* START Supplied material *

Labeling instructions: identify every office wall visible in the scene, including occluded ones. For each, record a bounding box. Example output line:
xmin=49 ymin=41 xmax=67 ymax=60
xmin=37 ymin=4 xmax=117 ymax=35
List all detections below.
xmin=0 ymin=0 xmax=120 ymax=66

* END Supplied material *
* START Supplied material *

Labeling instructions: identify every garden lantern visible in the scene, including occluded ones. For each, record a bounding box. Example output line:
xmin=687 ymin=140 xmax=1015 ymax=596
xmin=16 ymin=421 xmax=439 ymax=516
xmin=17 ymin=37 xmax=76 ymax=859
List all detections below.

* END Supplied material *

*Task objective:* Quote the rows above word for word, beginning at the row that contains "Labeling instructions: identify every office" and stopping after the row that contains "xmin=0 ymin=0 xmax=120 ymax=66".

*Task solution:*
Labeling instructions: identify every office wall visible in the scene, including occluded ones. For each, record a bounding box. Example output line:
xmin=49 ymin=41 xmax=67 ymax=60
xmin=37 ymin=4 xmax=117 ymax=35
List all detections below.
xmin=0 ymin=0 xmax=120 ymax=66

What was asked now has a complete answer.